(What you have to do): Extract the full set of records, then give each one again exactly.

+--

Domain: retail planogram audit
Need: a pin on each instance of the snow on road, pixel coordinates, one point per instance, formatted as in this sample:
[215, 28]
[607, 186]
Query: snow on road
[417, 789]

+--

(Answer box):
Domain: retail planogram audit
Need: a pin on each instance of the snow on road, pixel coordinates, one point per instance, formatted as in this sample:
[215, 28]
[607, 186]
Query: snow on road
[417, 789]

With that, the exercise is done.